* **WORK ITEM**: Tally how many lines of these entries hold the string "Annotation". Return the number alone.

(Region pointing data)

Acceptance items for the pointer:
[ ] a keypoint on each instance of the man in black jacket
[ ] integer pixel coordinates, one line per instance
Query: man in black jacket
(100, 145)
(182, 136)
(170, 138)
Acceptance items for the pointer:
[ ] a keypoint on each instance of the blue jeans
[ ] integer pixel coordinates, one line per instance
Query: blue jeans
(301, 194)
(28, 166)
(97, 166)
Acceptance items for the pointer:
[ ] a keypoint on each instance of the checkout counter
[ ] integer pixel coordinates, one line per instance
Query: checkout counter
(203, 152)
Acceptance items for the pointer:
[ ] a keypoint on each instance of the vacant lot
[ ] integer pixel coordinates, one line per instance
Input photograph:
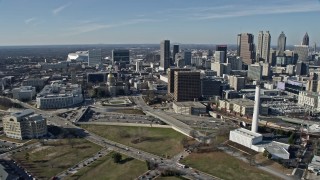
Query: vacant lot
(225, 166)
(159, 141)
(105, 168)
(54, 157)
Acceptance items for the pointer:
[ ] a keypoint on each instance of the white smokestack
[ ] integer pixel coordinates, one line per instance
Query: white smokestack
(254, 127)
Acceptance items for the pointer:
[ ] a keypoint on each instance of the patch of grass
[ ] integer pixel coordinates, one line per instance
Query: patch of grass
(159, 141)
(105, 168)
(130, 111)
(224, 166)
(54, 157)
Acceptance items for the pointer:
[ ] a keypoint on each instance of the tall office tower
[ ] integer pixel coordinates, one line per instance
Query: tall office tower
(302, 52)
(224, 49)
(170, 73)
(186, 85)
(305, 40)
(219, 56)
(165, 54)
(266, 46)
(120, 56)
(94, 57)
(246, 47)
(176, 49)
(259, 46)
(255, 72)
(282, 40)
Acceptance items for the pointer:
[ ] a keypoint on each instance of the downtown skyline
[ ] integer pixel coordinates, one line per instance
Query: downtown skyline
(36, 22)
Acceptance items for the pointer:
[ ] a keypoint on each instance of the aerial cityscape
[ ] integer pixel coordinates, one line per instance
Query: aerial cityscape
(163, 90)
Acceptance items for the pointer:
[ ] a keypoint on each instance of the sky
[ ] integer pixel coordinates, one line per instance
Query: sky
(54, 22)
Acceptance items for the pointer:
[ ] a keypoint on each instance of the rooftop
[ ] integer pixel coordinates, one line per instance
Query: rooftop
(247, 133)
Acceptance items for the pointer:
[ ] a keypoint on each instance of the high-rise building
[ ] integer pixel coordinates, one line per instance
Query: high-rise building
(224, 49)
(302, 52)
(94, 57)
(282, 44)
(170, 73)
(259, 46)
(305, 40)
(246, 47)
(266, 46)
(120, 57)
(165, 54)
(186, 85)
(176, 49)
(255, 72)
(219, 56)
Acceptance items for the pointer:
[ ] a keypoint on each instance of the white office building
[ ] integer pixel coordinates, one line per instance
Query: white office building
(58, 95)
(94, 58)
(24, 93)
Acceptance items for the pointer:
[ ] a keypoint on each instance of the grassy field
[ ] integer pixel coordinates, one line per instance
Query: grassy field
(46, 161)
(105, 168)
(225, 166)
(159, 141)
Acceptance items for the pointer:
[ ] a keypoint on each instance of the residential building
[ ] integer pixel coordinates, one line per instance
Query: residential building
(24, 93)
(246, 48)
(186, 85)
(24, 125)
(165, 55)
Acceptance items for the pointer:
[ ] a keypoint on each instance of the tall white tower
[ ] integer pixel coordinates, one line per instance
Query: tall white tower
(254, 127)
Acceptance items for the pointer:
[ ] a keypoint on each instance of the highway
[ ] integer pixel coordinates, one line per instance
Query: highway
(129, 151)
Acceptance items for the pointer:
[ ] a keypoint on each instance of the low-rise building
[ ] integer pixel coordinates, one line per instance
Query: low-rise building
(58, 95)
(24, 125)
(189, 108)
(308, 99)
(24, 93)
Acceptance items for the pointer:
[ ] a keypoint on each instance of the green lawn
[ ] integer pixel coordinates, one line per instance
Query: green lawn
(54, 157)
(159, 141)
(225, 166)
(105, 168)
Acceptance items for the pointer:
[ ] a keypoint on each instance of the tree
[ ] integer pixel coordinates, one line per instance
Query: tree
(116, 157)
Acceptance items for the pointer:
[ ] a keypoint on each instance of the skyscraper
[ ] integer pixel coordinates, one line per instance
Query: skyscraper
(94, 57)
(305, 40)
(246, 47)
(282, 44)
(186, 85)
(174, 52)
(224, 49)
(266, 46)
(259, 46)
(165, 54)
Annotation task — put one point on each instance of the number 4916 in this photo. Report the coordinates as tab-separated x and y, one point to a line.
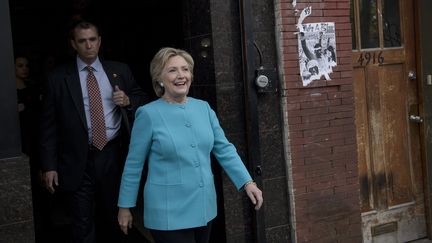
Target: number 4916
367	58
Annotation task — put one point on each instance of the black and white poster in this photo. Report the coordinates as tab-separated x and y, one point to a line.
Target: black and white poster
317	51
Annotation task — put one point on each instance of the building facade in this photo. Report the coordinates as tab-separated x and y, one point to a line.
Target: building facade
326	101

* **YOUR RESPONSE**: 3